§ Work to do: Copy each line of the data below exactly, leaving out pictures.

§ Working data:
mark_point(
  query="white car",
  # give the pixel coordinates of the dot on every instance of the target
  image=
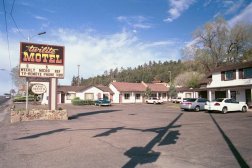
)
(225, 105)
(154, 100)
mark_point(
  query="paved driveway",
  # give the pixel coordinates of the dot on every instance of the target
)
(134, 135)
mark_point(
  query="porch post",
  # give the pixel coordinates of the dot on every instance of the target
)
(210, 95)
(229, 94)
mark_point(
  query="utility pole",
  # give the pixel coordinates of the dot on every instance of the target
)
(170, 77)
(27, 80)
(78, 82)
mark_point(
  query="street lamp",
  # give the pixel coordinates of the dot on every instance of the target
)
(27, 81)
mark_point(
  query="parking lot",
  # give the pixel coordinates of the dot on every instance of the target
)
(133, 135)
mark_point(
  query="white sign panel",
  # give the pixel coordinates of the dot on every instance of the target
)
(38, 88)
(41, 60)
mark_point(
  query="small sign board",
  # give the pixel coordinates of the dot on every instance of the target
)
(38, 88)
(41, 60)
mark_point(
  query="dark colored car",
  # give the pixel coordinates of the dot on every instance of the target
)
(102, 102)
(195, 104)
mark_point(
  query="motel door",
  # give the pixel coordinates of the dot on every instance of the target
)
(62, 98)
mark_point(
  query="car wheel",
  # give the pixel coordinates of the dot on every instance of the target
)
(197, 108)
(224, 110)
(244, 109)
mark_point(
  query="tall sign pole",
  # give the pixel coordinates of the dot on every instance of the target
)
(42, 61)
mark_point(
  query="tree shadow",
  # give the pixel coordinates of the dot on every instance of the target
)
(110, 131)
(231, 146)
(143, 155)
(43, 134)
(76, 116)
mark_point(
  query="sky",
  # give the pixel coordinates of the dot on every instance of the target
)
(100, 35)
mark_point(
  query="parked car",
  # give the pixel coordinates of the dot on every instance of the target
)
(154, 100)
(103, 102)
(195, 104)
(177, 100)
(225, 105)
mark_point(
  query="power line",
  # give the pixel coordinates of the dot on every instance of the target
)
(12, 8)
(7, 34)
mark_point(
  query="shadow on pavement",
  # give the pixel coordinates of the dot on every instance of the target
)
(143, 155)
(231, 146)
(42, 134)
(90, 113)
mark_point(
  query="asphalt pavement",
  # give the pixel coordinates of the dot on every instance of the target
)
(128, 136)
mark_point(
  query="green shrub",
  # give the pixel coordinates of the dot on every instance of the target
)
(77, 101)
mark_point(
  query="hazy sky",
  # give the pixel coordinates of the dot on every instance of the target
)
(100, 35)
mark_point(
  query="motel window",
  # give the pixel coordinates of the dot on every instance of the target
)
(229, 75)
(126, 96)
(247, 73)
(71, 96)
(138, 96)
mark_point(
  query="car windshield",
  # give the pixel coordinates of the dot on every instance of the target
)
(219, 100)
(190, 100)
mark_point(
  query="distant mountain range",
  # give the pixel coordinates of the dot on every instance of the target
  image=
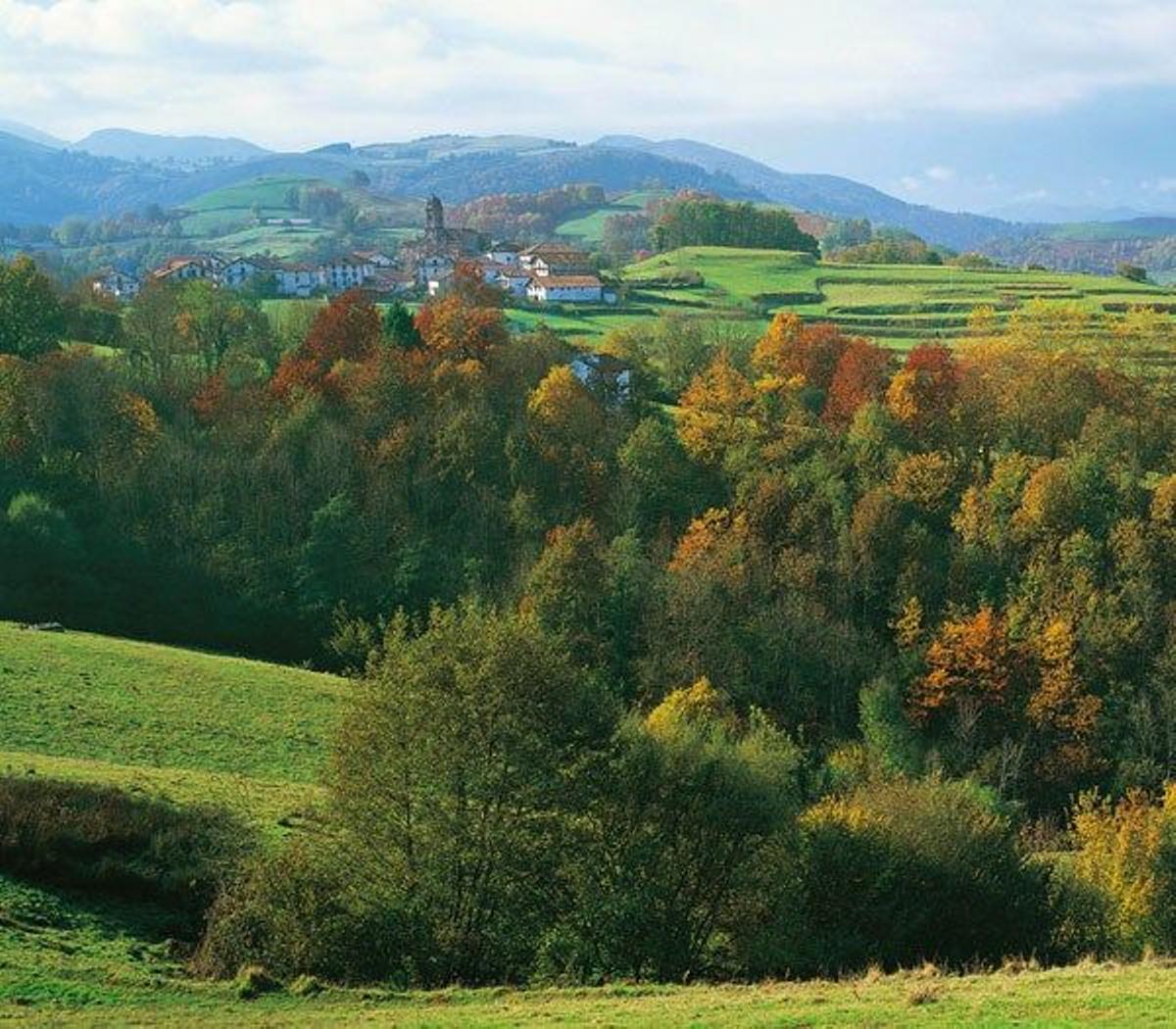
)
(44, 180)
(191, 151)
(29, 133)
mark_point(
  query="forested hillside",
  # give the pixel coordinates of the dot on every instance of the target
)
(779, 657)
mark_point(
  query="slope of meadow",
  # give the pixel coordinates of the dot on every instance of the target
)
(121, 703)
(899, 305)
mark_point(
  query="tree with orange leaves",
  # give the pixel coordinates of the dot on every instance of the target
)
(791, 348)
(861, 375)
(458, 327)
(717, 411)
(923, 393)
(567, 427)
(969, 662)
(346, 329)
(1061, 710)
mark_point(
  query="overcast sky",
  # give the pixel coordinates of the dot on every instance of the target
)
(946, 103)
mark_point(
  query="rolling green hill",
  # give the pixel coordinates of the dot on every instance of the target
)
(85, 699)
(199, 728)
(898, 305)
(589, 229)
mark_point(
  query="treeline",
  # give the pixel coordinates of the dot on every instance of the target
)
(852, 659)
(526, 217)
(703, 221)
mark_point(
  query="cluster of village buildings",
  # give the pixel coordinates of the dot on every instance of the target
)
(545, 273)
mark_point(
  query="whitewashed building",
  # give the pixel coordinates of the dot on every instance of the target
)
(297, 280)
(113, 282)
(345, 273)
(238, 271)
(565, 289)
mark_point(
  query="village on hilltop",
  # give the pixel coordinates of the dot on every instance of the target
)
(544, 273)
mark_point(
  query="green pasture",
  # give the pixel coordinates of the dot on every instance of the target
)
(589, 228)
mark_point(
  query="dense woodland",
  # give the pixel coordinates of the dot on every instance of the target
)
(791, 658)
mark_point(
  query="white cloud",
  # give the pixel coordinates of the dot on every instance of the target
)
(298, 72)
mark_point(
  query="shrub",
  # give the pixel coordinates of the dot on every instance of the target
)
(298, 914)
(692, 800)
(253, 981)
(99, 838)
(903, 871)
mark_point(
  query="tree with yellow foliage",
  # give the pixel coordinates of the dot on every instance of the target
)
(717, 413)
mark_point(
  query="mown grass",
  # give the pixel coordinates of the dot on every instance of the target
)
(589, 228)
(129, 704)
(69, 961)
(898, 305)
(201, 728)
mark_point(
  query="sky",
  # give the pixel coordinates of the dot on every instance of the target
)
(959, 104)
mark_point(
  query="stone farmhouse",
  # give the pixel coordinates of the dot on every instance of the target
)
(116, 283)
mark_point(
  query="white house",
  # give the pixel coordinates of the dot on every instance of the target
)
(439, 283)
(183, 270)
(609, 376)
(345, 273)
(434, 268)
(565, 288)
(505, 254)
(113, 282)
(514, 281)
(376, 259)
(392, 281)
(297, 280)
(556, 259)
(238, 271)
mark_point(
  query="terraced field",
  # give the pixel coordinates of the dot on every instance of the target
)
(898, 305)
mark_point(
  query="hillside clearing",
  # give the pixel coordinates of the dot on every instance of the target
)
(130, 704)
(68, 967)
(898, 305)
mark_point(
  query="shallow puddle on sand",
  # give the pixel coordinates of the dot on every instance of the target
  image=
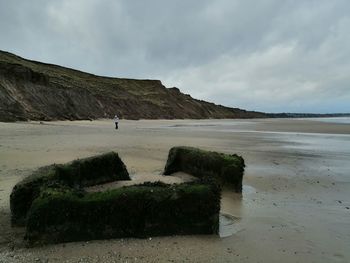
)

§ Task response:
mark_point(
  query="white car",
  # give the pixel coordinates of the dot on every instance of the target
  image=
)
(225, 105)
(154, 100)
mark_point(
  query="paved driveway",
  # give the pixel coordinates of the dot on every instance of the target
)
(134, 135)
mark_point(
  query="porch post",
  # give the pixel coordinates of the dot on every instance of the target
)
(210, 95)
(229, 94)
mark_point(
  query="utility pole",
  # give the pixel coordinates of the dot on every instance of the target
)
(170, 77)
(27, 80)
(78, 82)
mark_point(
  query="street lamp",
  # give the pixel coordinates of the dot on every instance of the target
)
(27, 81)
mark_point(
  query="parking lot",
  # give the pixel coordinates of the dot on every instance of the target
)
(133, 135)
mark_point(
  query="white sign panel",
  # give the pixel coordinates of the dot on every instance of the target
)
(38, 88)
(41, 60)
mark_point(
  query="small sign board",
  # give the pixel coordinates of the dot on every instance of the target
)
(38, 88)
(41, 60)
mark_point(
  query="dark colored car",
  # give the pixel coordinates of the dot on every instance of the target
)
(102, 102)
(195, 104)
mark_point(
  query="motel door",
  # give the pixel coordinates of the dot on every instance of the target
)
(62, 98)
mark_point(
  query="car wheel",
  # give the pixel coordinates of the dot on every instance of the target
)
(197, 108)
(224, 110)
(244, 109)
mark_point(
  query="tall sign pole",
  # give the pixel coordinates of the dot on every instance of the target
)
(42, 61)
mark_point(
  query="tree shadow",
  # give the pixel coordinates of the dot on every instance of the target
)
(110, 131)
(231, 146)
(143, 155)
(43, 134)
(76, 116)
mark_point(
  query="sky",
  # give the pixel coordinates of the dot on every instance of the target
)
(100, 35)
mark_point(
  query="parked car",
  # give the pixel coordinates of the dot on every instance of the target
)
(154, 100)
(103, 102)
(195, 104)
(177, 100)
(225, 105)
mark_point(
  query="power line",
  # give the pixel coordinates of the dot on every instance of the target
)
(12, 8)
(7, 34)
mark_point(
  query="shadow on pavement",
  # give the pixel coordinates of the dot on every instance of the target
)
(143, 155)
(231, 146)
(42, 134)
(90, 113)
mark_point(
  query="asphalt pavement",
  # give the pixel coordinates of the dot on every instance of the target
)
(128, 136)
mark_point(
  query="green shrub",
  # give the pixel coordinates of the dot on every instance of the target
)
(77, 101)
mark_point(
  query="hazy sky",
  # give the pixel coordinates of the dot on every instance of the target
)
(100, 35)
mark_point(
  query="motel window",
  # give the pixel coordinates of the dot on every instance of the target
)
(229, 75)
(126, 96)
(247, 73)
(71, 96)
(138, 96)
mark_point(
  query="car windshield",
  # give the pixel coordinates of the dot on every instance of the target
)
(219, 100)
(190, 100)
mark_point(
  query="distant mountain range",
  # give the pixel coordinates of the dot on every instance of the target
  image=
)
(44, 180)
(191, 151)
(29, 133)
mark_point(
  query="forested hillside",
  # give the pixel coordinates of the dot on every instance of the target
)
(779, 657)
mark_point(
  query="slope of meadow",
  # give the pixel coordinates of the dot on every instance of the target
)
(121, 703)
(899, 305)
mark_point(
  query="tree with orange leaves",
  # give the pixel coordinates of the dot on every instance of the target
)
(791, 348)
(861, 375)
(458, 327)
(717, 411)
(923, 393)
(567, 427)
(969, 662)
(346, 329)
(1061, 710)
mark_point(
  query="overcast sky",
  # give the pixel coordinates of the dot on every instance of the target
)
(946, 103)
mark_point(
  query="rolling green hill",
  # give the pixel coordinates of the dot on every instance of the target
)
(85, 699)
(199, 728)
(898, 305)
(589, 229)
mark_point(
  query="treeline",
  # give the pixel coordinates of the dot on every instance of the target
)
(852, 659)
(526, 217)
(703, 221)
mark_point(
  query="cluster of village buildings",
  # give the pixel coordinates of the dot on every instance of the target
)
(545, 273)
mark_point(
  query="whitewashed building",
  # give the pixel coordinates of the dot on every instance of the target
)
(297, 280)
(113, 282)
(345, 273)
(238, 271)
(565, 289)
mark_point(
  query="village on hilltop",
  # give the pixel coordinates of the dot on every instance of the target
)
(544, 273)
mark_point(
  query="green pasture",
  # give the pixel coordinates of the dot on every instance of the target
)
(589, 228)
mark_point(
  query="dense woodland",
  # give the pixel coordinates of the dot on every instance of the target
)
(791, 658)
mark_point(
  query="white cloud",
  # give the pixel coordinates of the dot on every instance of the target
)
(298, 72)
mark_point(
  query="shrub",
  # give the pixel coordinates of the dot on every instance of the target
)
(298, 914)
(692, 800)
(253, 981)
(99, 838)
(903, 871)
mark_point(
  query="tree with yellow foliage",
  # give the pixel coordinates of the dot on every instance of the target
)
(717, 413)
mark_point(
  query="mown grass",
  # give the pixel coordinates of the dot on every instance of the target
)
(589, 228)
(129, 704)
(69, 961)
(898, 305)
(201, 728)
mark_point(
  query="sky",
  # give the pixel coordinates of the dot on every instance of the target
)
(959, 104)
mark_point(
  query="stone farmhouse",
  # give the pixel coordinates of the dot on every instance of the target
)
(116, 283)
mark_point(
  query="white house",
  # give the pixel coordinates of the dot on every instance of the target
)
(439, 283)
(183, 270)
(609, 376)
(345, 273)
(434, 268)
(565, 288)
(505, 254)
(113, 282)
(514, 281)
(376, 259)
(392, 281)
(297, 280)
(556, 259)
(238, 271)
mark_point(
  query="terraced field",
  # give the pixel coordinates of the dot on every instance of the target
)
(898, 305)
mark_point(
  query="hillside clearing",
  # give the pixel coordinates of the dot on every instance of the target
)
(130, 704)
(68, 967)
(898, 305)
mark_point(
  query="shallow puddle on sand",
  # give the pixel coordinates of the dot on every instance of the target
  image=
)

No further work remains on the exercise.